### Selected excerpt

####################

Lift high the cross? Yes, and right to the top of the classical music charts.
With their third hit album in as many years, the Benedictines of Mary, Queen of Apostles, have done it again. They are at the top of the Billboard Classical chart. And this time, they are proclaiming the love of Christ with a terrific new CD that is packed full of Lenten repertoire.
The album is called Lent at Ephesus because, since 2006, these cloistered nuns have been in the Diocese of Kansas City-St. Joseph in Missouri at the Priory of Our Lady of Ephesus. The nuns, in their daily liturgical practice, are accustomed to chanting the very best of the Church’s musical treasures. They follow a monastic horarium as laid out by St. Benedict in his Rule. They chant the Divine Office together eight times a day in Latin according to the 1962 Breviarium Monasticum.
Their first album, Advent at Ephesus (2012), spent six consecutive weeks at number one on Billboard’s Classical Traditional Music chart. Their second album, Angels and Saints at Ephesus (2013), spent 13 consecutive weeks at number one on the same chart.

####################

Data records:

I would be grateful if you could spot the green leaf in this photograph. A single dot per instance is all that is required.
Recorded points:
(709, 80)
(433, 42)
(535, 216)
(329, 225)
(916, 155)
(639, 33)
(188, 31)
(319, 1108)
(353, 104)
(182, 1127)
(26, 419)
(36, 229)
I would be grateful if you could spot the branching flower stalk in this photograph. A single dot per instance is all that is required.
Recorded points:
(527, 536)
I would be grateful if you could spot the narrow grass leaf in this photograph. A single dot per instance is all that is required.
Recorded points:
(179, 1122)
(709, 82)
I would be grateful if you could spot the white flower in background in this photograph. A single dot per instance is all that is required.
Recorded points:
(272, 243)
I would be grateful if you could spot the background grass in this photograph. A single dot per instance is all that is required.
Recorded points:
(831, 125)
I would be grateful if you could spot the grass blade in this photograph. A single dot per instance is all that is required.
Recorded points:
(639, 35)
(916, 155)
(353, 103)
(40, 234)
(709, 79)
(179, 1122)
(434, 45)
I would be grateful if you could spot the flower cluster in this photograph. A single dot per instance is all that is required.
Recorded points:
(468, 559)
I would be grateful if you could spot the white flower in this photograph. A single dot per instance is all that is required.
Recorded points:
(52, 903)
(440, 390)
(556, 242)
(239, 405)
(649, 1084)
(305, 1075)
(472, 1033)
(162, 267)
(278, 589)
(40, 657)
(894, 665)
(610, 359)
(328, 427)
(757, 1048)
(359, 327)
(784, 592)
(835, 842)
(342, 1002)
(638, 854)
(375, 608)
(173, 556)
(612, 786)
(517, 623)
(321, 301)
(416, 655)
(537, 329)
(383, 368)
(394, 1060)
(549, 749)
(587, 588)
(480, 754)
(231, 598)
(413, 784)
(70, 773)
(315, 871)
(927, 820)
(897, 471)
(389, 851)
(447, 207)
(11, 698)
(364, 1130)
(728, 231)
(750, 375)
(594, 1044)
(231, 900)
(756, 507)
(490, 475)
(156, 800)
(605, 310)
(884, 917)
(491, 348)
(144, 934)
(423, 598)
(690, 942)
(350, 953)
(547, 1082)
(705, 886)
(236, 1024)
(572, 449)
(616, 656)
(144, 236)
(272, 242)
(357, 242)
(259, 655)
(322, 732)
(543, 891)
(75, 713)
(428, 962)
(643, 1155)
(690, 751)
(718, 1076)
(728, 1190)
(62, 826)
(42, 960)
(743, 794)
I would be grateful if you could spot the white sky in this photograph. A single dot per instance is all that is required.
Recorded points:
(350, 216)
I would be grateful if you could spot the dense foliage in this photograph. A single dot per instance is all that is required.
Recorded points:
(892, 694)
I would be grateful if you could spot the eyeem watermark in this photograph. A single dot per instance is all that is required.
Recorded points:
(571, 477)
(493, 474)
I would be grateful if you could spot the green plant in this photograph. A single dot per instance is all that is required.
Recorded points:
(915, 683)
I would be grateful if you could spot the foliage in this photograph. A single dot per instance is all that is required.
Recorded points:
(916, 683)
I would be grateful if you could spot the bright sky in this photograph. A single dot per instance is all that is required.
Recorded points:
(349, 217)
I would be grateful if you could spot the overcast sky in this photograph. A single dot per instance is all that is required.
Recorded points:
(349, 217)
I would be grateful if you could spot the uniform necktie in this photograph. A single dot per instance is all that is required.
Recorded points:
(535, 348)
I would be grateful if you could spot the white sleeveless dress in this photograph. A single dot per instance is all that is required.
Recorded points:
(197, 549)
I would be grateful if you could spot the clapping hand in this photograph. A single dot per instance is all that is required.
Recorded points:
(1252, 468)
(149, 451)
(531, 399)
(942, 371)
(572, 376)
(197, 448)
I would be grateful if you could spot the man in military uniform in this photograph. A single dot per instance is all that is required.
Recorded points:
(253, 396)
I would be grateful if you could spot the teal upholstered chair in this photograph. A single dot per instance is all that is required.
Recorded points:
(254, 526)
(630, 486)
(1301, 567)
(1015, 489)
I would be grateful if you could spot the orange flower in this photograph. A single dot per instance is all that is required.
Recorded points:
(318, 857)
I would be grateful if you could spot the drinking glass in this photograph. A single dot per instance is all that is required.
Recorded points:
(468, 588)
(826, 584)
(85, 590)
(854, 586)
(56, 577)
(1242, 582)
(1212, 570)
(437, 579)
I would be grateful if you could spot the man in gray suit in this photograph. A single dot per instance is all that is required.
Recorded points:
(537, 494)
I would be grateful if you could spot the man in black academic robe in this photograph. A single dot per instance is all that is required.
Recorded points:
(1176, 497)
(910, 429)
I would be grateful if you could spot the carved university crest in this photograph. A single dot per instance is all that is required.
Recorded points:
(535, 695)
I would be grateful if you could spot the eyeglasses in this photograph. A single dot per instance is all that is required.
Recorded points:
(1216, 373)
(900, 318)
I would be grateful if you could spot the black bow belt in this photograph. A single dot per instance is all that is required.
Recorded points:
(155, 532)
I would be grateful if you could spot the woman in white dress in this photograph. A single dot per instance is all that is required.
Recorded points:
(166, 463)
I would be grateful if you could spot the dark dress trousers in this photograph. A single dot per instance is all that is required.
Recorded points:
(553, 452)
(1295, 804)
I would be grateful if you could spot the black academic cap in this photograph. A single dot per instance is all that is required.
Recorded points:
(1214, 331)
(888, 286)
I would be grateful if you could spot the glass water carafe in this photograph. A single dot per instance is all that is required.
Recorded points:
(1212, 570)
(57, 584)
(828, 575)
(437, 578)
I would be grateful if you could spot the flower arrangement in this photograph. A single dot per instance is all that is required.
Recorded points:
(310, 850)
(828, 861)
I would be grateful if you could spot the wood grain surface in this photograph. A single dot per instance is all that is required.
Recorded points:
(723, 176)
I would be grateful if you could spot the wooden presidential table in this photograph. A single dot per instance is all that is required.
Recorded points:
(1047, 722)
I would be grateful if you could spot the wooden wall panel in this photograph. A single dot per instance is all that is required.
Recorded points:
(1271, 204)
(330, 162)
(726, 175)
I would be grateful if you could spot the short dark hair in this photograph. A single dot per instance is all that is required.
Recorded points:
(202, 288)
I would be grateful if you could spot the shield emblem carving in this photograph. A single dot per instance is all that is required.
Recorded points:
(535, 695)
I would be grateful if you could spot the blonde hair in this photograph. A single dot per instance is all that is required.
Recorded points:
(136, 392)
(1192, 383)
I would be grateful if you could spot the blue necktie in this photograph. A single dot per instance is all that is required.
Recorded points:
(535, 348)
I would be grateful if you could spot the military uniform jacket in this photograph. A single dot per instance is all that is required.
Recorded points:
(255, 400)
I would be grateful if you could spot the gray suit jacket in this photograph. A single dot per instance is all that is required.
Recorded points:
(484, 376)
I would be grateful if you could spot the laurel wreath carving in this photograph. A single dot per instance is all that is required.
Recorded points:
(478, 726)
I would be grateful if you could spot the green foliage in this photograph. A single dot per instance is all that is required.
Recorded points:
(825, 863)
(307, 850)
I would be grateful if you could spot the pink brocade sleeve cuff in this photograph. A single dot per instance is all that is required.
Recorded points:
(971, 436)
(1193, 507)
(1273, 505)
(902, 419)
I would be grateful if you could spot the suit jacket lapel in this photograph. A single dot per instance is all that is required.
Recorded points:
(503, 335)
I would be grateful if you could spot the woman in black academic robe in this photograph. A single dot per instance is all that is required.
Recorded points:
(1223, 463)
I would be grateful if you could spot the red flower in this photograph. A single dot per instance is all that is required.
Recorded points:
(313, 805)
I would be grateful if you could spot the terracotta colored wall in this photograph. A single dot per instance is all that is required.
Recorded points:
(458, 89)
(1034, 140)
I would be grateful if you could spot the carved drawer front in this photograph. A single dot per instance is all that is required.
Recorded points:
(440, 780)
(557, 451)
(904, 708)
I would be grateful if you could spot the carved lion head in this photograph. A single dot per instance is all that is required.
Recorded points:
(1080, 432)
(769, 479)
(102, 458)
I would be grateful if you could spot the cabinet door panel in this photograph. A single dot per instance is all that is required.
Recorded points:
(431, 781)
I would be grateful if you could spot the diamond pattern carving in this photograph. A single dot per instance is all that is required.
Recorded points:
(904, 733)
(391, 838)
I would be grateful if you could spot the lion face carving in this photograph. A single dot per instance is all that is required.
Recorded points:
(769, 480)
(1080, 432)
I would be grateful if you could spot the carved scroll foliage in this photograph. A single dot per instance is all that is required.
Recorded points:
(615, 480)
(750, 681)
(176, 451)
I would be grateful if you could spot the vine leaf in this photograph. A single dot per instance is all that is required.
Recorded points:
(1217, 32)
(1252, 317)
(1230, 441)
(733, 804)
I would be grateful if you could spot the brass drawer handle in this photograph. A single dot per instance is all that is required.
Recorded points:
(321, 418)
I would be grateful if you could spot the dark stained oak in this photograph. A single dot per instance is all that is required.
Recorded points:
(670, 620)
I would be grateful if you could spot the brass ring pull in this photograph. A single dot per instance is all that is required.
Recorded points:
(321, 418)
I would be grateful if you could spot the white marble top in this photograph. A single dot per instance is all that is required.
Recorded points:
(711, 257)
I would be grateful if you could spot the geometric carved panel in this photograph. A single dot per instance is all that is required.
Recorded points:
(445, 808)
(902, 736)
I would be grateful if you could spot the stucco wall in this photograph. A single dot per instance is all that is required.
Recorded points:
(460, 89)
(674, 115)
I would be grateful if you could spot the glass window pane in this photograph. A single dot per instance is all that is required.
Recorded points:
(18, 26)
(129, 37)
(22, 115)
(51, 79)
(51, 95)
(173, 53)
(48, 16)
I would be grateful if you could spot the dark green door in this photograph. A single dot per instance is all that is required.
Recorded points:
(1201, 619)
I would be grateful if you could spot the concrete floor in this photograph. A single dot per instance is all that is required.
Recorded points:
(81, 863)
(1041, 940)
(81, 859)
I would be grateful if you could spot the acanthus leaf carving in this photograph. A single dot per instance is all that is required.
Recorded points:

####################

### What to do
a) Can you update the entries from the line that contains "I would be grateful if you could spot the wooden presidential" through the line that contains "(1047, 722)", replacing "presidential table" with "conference table" and leaving everything else as it is? Return only those lines.
b) Could you write what comes next in the article about the Benedictine nuns' chart-topping albums, picking up after its final sentence?

### Responses for each task
a)
I would be grateful if you could spot the wooden conference table in this photograph. A single dot per instance is all that is required.
Recorded points:
(1047, 722)

b)
What is so wonderful about each one of their CDs is that these nuns sing with such remarkable sincerity. They thus reveal to the listener why this traditional music exists: namely, in order to embody the lovely movements of a prayerful heart.
Pope Francis garnered much attention when, in Evangelii Gaudium, he condemned what he called “narcissistic and authoritarian elitism” (EG 95): “In some people we see an ostentatious preoccupation for the liturgy, for doctrine and for the Church’s prestige, but without any concern that the Gospel have a real impact on God’s faithful people and the concrete needs of the present time. In this way, the life of the Church turns into a museum piece or something which is the property of a select few.”
As if to illustrate precisely the opposite—how to avoid “narcissistic and authoritarian elitism”—the Benedictines of Mary, Queen of Apostles, have made this beautiful music easily accessible and widely available. Far removed from any sort of elitism that says that this is the only type of music that should be heard in church, far removed from any sort of axe-grinding ideology, the purity and sincerity of the voices of these women shines forth again and again on their recordings. For those who would banish women from singing the antiphonal propers at Mass (on the basis of misreading a passage from St. Pius X’s 1903 motu proprio, Tra le Sollecitudini), the stunning beauty of this CD demonstrates how ridiculous that attitude is.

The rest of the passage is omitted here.